Requests:
1) Reproduce word for word the part of the charged-particle problem that opens with the words containing "The correct option" and closes with "to cross x-axis.".
2) Answer these questions from the charged-particle problem:
(a) What is the mass of the particle?
(b) Which option is given as correct?
(c) What value of t is obtained?

Document:
— BEGIN —

Question

The electric potential varies in space according to the relation $V=3x+4y.$ A particle of mass $0.1kg$ starts from rest from point $(2,3.2)$ under the influence of this field. The charge on the particle is $+1\mu C.$ Assume V and $(x,y)$ are in S.I. units
The velocity of the particle when it crosses the x - axis is

• A. $20\times {10}^{-3}m{s}^{-1}$
• B. $40\times {10}^{-3}m{s}^{-1}$
• C. $30\times {10}^{-3}m{s}^{-1}$
• D. $50\times {10}^{-3}m{s}^{-1}$

Answer 1

The correct option is A $20\times {10}^{-3}m{s}^{-1}$

$V=3x+4y$
We know that the relation between $V$ and $E$ is given by
$E=-[\frac{\delta V}{\delta x}\hat{i}+\frac{\delta V}{\delta y}\hat{j}+\frac{\delta V}{\delta z}\hat{k}]$
$⟹E_x=-\frac{\delta V}{\delta x}\hat{i}$
$\therefore E_x=-3V{m}^{-1}$
Similarly, $E_y=-\frac{\delta V}{\delta y}\hat{j}$
$\therefore E_y=-4V{m}^{-1}$ (downward)
Only this y component of electric field is responsible for the particle to cross x-axis.
The acceleration of particle along y- axis will be
$a_y=\frac{q{E}_y}{m}$
We know
$S_y=ut+\frac{1}{2}{a}_y{t}^2$
$⟹S_y=\frac{1}{2}\frac{q{E}_y}{m}{t}^2$........(i)
$S_y=-3.2m$ (given)
On putting all values from above in (i) we will get $t=400s$
Velocity of the when it crosses x-axis is given by
$V=\sqrt{{V_x}^2+{V_y}^2}$...........(ii)
$V_x=u_x+a_{x}t$
As $u_x=0$ then,
$V_x=\frac{q{E}_y}{m}t$
Ily, $V_y=\frac{q{E}_x}{m}t$
On solving we will get $V_x=-12\times {10}^{-3}$ $m{s}^{-1}$ and $V_y=-16\times {10}^{-3}$ $m{s}^{-1}$
Putting these values in (ii) we will get
$V=20\times {10}^{-3}$ $m{s}^{-1}$

— END —

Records
— BEGIN —

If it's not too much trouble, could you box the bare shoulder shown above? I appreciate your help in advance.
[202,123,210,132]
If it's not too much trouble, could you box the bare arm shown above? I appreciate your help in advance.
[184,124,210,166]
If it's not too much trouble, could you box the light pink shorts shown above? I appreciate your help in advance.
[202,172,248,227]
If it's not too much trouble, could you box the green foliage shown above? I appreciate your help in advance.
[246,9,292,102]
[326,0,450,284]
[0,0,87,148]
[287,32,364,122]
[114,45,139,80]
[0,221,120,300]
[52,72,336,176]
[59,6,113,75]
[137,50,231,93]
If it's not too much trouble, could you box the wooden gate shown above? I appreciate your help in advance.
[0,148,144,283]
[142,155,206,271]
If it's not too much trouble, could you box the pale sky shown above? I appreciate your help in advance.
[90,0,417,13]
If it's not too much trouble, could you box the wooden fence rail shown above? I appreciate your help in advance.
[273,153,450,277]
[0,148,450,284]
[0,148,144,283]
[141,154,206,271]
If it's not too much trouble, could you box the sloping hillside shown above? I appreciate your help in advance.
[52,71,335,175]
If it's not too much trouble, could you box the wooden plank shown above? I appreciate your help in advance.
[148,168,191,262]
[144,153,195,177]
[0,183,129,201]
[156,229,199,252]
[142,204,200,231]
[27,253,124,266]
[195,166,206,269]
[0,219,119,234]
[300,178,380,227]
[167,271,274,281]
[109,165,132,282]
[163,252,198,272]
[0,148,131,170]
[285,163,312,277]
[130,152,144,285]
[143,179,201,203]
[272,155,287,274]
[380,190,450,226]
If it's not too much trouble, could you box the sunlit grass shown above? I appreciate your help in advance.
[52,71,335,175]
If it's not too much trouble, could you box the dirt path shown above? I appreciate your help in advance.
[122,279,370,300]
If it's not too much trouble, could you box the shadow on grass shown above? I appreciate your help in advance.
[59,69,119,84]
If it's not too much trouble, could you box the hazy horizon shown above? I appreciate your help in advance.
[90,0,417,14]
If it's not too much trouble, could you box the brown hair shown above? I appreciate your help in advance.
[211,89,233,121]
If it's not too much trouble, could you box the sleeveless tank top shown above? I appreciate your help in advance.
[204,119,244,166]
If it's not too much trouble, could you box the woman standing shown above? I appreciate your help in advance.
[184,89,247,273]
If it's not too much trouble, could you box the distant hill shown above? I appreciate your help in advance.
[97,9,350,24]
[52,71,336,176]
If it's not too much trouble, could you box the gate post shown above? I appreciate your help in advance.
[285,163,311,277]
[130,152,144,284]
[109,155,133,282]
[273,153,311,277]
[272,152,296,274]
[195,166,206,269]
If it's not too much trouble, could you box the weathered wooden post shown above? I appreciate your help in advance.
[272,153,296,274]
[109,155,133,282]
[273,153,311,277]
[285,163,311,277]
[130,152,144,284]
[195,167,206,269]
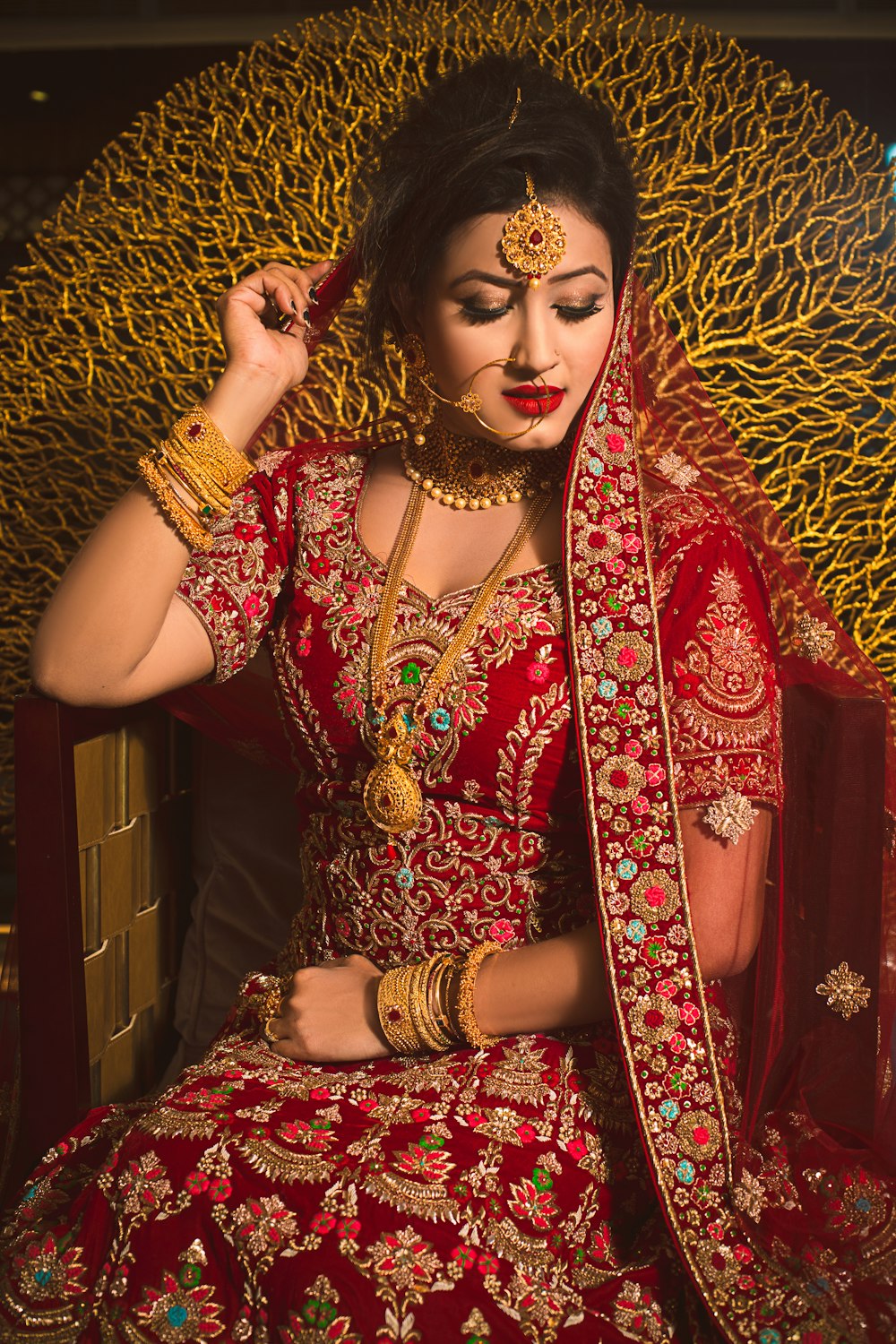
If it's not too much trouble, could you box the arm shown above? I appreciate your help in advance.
[474,808,771,1037]
[272,808,771,1061]
[30,263,334,704]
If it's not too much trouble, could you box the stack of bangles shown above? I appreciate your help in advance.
[376,943,501,1055]
[137,406,254,551]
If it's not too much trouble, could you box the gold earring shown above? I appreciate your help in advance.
[399,335,435,448]
[401,335,480,443]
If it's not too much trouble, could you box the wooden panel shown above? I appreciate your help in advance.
[78,846,102,954]
[84,943,116,1061]
[99,1019,140,1104]
[73,733,116,849]
[127,905,165,1013]
[99,819,142,938]
[118,715,168,823]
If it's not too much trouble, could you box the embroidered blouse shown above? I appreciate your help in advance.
[178,452,780,965]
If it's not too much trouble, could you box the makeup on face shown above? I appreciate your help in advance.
[418,206,613,449]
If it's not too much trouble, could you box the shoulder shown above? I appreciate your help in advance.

— END —

Answers by task:
1)
The correct option is A $20\times {10}^{-3}m{s}^{-1}$

$V=3x+4y$
We know that the relation between $V$ and $E$ is given by
$E=-[\frac{\delta V}{\delta x}\hat{i}+\frac{\delta V}{\delta y}\hat{j}+\frac{\delta V}{\delta z}\hat{k}]$
$⟹E_x=-\frac{\delta V}{\delta x}\hat{i}$
$\therefore E_x=-3V{m}^{-1}$
Similarly, $E_y=-\frac{\delta V}{\delta y}\hat{j}$
$\therefore E_y=-4V{m}^{-1}$ (downward)
Only this y component of electric field is responsible for the particle to cross x-axis.

2)
(a) 0.1 kg
(b) Option A, 20 × 10⁻³ m s⁻¹
(c) 400 s